» **Set exercise**:
Please copy the records from the line that has "Mark every instance of the yellow decoration" through the end of the records, both ends included. Keep the requests unchanged, and rescale every point coordinate in the answers by 0.55, rounding to whole numbers with halves going up. Give only those lines.
####################
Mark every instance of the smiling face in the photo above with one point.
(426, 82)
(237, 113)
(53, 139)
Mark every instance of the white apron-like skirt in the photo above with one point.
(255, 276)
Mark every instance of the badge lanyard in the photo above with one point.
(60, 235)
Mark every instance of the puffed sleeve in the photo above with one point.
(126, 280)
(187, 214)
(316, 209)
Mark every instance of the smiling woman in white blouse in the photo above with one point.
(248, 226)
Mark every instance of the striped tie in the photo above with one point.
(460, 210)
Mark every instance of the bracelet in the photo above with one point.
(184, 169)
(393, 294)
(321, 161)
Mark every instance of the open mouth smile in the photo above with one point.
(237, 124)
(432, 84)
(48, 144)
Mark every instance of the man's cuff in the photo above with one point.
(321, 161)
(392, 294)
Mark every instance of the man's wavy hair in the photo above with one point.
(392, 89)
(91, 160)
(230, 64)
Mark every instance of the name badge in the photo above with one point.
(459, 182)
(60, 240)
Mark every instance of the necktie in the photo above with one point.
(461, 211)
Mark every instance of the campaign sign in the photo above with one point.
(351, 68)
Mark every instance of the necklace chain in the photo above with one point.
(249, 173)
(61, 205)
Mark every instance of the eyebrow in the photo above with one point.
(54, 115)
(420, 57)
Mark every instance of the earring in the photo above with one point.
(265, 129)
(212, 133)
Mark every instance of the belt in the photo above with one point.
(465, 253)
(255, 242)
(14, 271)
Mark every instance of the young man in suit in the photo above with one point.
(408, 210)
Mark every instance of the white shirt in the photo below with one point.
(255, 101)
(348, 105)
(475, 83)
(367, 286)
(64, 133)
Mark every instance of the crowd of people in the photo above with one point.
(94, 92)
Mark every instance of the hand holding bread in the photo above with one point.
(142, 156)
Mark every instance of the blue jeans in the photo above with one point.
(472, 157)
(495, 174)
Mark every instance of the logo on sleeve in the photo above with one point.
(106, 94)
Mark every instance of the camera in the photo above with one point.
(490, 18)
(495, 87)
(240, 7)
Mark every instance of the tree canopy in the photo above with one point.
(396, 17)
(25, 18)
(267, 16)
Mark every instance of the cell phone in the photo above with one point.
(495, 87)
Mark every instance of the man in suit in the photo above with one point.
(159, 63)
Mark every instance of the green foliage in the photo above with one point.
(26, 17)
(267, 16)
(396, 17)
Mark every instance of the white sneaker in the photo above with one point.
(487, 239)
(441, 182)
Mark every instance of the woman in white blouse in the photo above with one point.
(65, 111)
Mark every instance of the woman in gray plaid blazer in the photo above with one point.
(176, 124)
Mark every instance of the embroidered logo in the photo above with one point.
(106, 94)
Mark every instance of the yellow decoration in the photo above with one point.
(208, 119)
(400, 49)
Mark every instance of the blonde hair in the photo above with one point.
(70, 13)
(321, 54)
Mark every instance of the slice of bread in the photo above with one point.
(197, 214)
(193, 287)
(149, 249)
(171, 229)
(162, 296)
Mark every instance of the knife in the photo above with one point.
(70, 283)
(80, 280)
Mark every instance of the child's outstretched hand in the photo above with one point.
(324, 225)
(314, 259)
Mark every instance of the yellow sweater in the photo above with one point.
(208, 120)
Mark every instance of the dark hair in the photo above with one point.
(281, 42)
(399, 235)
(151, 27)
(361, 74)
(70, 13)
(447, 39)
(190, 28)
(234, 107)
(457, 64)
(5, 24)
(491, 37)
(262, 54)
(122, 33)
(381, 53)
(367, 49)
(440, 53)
####################
» **Solution for this task**:
Mark every instance of the yellow decoration in the photo above with one point.
(114, 65)
(220, 27)
Mark every instance of the blonde hair in the photo above with one point.
(39, 7)
(177, 30)
Mark every instance of the slice of bread in the photo above with one point.
(108, 118)
(106, 158)
(82, 137)
(94, 126)
(89, 163)
Mark every instance of the knife in the photo above with one point.
(39, 156)
(44, 154)
Mark every instance of the child's outstretched hand in the photo above with one point.
(178, 124)
(173, 142)
Mark every instance of the yellow sweater in the photo above with one point.
(114, 66)
Mark every instance of the dark hair in the photo above with one point.
(155, 23)
(219, 129)
(83, 15)
(199, 41)
(39, 7)
(246, 21)
(105, 15)
(129, 59)
(251, 35)
(3, 13)
(270, 20)
(144, 30)
(67, 18)
(210, 29)
(202, 27)
(242, 29)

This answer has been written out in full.